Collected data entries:

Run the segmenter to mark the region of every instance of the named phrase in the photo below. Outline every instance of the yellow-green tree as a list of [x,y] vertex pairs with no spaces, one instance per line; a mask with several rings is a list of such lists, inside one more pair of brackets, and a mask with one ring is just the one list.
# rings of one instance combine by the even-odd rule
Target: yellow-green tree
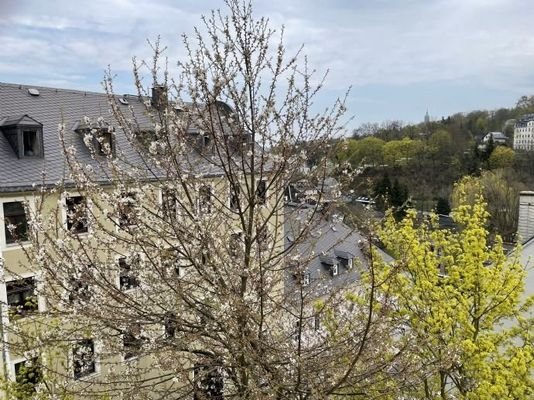
[[417,223],[415,213],[400,223],[390,216],[381,231],[396,259],[381,271],[383,298],[419,371],[403,398],[534,396],[532,324],[521,317],[525,271],[490,236],[481,191],[469,203],[458,188],[458,231]]
[[515,159],[515,152],[505,146],[497,146],[491,152],[488,163],[491,169],[509,168],[513,165]]

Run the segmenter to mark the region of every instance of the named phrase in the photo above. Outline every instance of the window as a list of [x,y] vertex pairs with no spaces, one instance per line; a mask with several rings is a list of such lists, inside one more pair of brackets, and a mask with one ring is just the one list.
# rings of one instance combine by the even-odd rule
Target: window
[[18,362],[14,367],[15,381],[18,384],[17,397],[30,398],[35,391],[35,386],[41,382],[43,376],[39,358]]
[[167,221],[175,220],[177,214],[176,208],[176,191],[169,188],[161,189],[161,210],[163,212],[163,218]]
[[236,183],[230,184],[230,209],[239,210],[240,188]]
[[165,313],[163,319],[163,324],[165,328],[165,338],[171,339],[176,334],[176,327],[178,326],[178,321],[176,320],[176,314],[172,312]]
[[137,224],[137,196],[133,192],[122,193],[118,203],[119,226],[126,228]]
[[261,180],[256,187],[256,202],[257,204],[265,204],[267,201],[267,182]]
[[311,281],[311,274],[309,272],[304,273],[304,279],[302,280],[302,286],[308,286]]
[[219,366],[196,364],[193,370],[194,400],[223,400],[224,380]]
[[206,265],[210,260],[210,253],[209,253],[208,241],[205,238],[200,240],[199,252],[200,252],[200,264]]
[[19,315],[38,309],[35,296],[35,279],[24,278],[6,282],[7,304]]
[[134,324],[124,331],[122,335],[122,345],[125,360],[137,357],[141,353],[143,337],[141,336],[140,324]]
[[95,344],[92,339],[78,341],[72,349],[72,369],[74,379],[96,372]]
[[269,228],[266,225],[263,225],[257,228],[256,241],[258,243],[258,248],[261,251],[269,250],[271,239],[272,237],[269,233]]
[[36,128],[22,131],[22,153],[24,157],[40,156],[39,132]]
[[4,203],[4,226],[7,244],[28,240],[28,222],[21,201]]
[[91,290],[89,289],[89,276],[85,275],[81,278],[71,277],[68,285],[69,304],[81,303],[85,304],[91,300]]
[[[121,290],[130,290],[139,286],[136,270],[139,265],[139,256],[119,258],[119,285]],[[132,270],[132,266],[134,267]]]
[[161,253],[161,264],[167,270],[174,272],[177,278],[183,275],[182,267],[185,266],[180,262],[180,257],[177,252],[172,249],[163,250]]
[[204,185],[201,186],[198,191],[198,211],[200,214],[209,214],[211,213],[211,187]]
[[99,156],[113,155],[113,134],[109,128],[98,131],[95,150]]
[[83,196],[67,197],[67,229],[72,233],[86,233],[87,202]]
[[339,265],[337,263],[332,265],[332,267],[330,268],[330,273],[332,274],[332,276],[337,276],[337,274],[339,273]]

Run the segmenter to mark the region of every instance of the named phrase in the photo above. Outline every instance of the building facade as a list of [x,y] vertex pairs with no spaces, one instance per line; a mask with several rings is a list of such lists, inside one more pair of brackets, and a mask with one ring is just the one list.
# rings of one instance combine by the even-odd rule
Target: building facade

** Instructions for the task **
Pick out every line above that holds the word "building" and copy it.

** Task response **
Run the segmenter to mark the region of every instance of the named phrase in the photo above. Outline every instance of the building facade as a list of [x,y] vertex pairs with no spaces, one instance per line; a mask with several rings is a list of such lists, inside one more pair of brackets, and a mask with one ring is just the one list.
Target: building facade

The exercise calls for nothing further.